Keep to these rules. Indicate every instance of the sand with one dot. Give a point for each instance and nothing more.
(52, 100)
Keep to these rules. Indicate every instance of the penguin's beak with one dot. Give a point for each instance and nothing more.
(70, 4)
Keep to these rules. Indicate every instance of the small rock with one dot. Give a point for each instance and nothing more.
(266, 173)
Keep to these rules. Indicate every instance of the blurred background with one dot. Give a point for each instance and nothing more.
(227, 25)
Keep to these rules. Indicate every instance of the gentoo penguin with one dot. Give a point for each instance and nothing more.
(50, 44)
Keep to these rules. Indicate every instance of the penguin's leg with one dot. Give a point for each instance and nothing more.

--

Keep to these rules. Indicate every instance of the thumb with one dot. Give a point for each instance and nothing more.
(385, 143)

---

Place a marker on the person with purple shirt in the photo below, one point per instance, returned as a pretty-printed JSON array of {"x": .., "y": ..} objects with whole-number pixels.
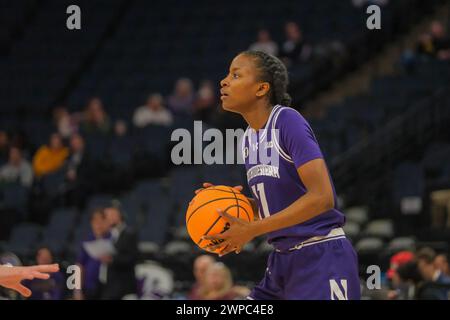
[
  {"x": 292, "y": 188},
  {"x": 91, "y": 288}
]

EXERCISE AIM -> Could you reproduce the records word for word, from the line with "Keep to these rules. Indicate every instance of the blurred" up to and including the line with "the penguin's leg"?

PROBLEM SOLUTION ->
Keep to these rules. Indicate every instance of the blurred background with one dot. Give a point for each instance and nothing more.
(227, 25)
Keep to these rules. Indicate every instance of the gentoo penguin with one dot. Give a point for each instance and nothing more.
(50, 44)
Keep to these rules. Indicate every instance of the penguin's leg with one dot. Give a point for each instance and nothing more.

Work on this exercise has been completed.